_Source material_:

---

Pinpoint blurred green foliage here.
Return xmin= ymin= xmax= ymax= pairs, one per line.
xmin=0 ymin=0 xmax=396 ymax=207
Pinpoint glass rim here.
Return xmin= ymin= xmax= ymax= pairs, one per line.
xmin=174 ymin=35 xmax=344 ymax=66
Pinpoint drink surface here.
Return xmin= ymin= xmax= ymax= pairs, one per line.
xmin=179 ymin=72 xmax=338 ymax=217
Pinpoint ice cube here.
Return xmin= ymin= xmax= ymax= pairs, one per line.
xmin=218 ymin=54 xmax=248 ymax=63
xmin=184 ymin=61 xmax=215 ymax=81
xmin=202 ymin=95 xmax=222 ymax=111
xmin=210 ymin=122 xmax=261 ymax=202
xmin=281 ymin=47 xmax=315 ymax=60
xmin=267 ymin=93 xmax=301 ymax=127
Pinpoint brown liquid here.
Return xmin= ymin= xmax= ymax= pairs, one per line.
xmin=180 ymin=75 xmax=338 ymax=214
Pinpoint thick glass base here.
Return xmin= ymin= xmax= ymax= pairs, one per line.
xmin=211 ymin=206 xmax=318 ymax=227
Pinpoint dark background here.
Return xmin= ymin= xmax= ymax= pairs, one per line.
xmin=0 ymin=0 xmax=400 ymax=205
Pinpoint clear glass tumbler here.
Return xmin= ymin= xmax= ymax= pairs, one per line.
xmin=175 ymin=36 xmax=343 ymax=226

---

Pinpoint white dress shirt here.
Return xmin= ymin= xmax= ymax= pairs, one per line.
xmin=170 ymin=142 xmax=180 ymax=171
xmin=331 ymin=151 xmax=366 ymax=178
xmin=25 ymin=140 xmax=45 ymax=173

---

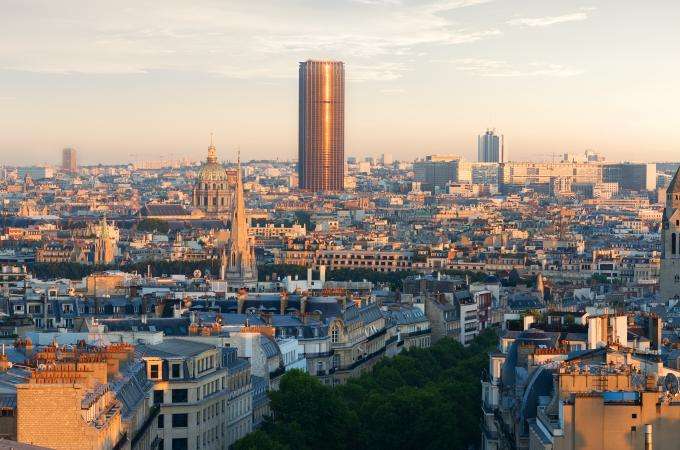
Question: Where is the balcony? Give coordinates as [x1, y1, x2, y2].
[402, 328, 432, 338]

---

_Exercise aim_:
Reproduce the entries above without alteration. Begin at the line that contains "Pinpoint ice cube here." and stop after the line that contains "xmin=175 ymin=36 xmax=343 ymax=226", including both of those lines.

_Written reply_:
Pinpoint ice cube here.
Return xmin= ymin= xmax= ymax= pairs, one per line.
xmin=218 ymin=54 xmax=248 ymax=63
xmin=184 ymin=61 xmax=215 ymax=81
xmin=202 ymin=95 xmax=222 ymax=111
xmin=210 ymin=122 xmax=261 ymax=202
xmin=281 ymin=47 xmax=315 ymax=60
xmin=267 ymin=93 xmax=301 ymax=127
Pinpoint brown liquid here.
Return xmin= ymin= xmax= ymax= pairs, one per line.
xmin=180 ymin=75 xmax=338 ymax=214
Pinpoint thick glass base here.
Return xmin= ymin= xmax= ymax= pairs, one per line.
xmin=211 ymin=206 xmax=318 ymax=227
Pinpoint dark background here.
Return xmin= ymin= xmax= ymax= pairs, one per line.
xmin=0 ymin=0 xmax=400 ymax=205
Pinpoint clear glass tumbler here.
Return xmin= ymin= xmax= ymax= pairs, one per line.
xmin=175 ymin=36 xmax=343 ymax=226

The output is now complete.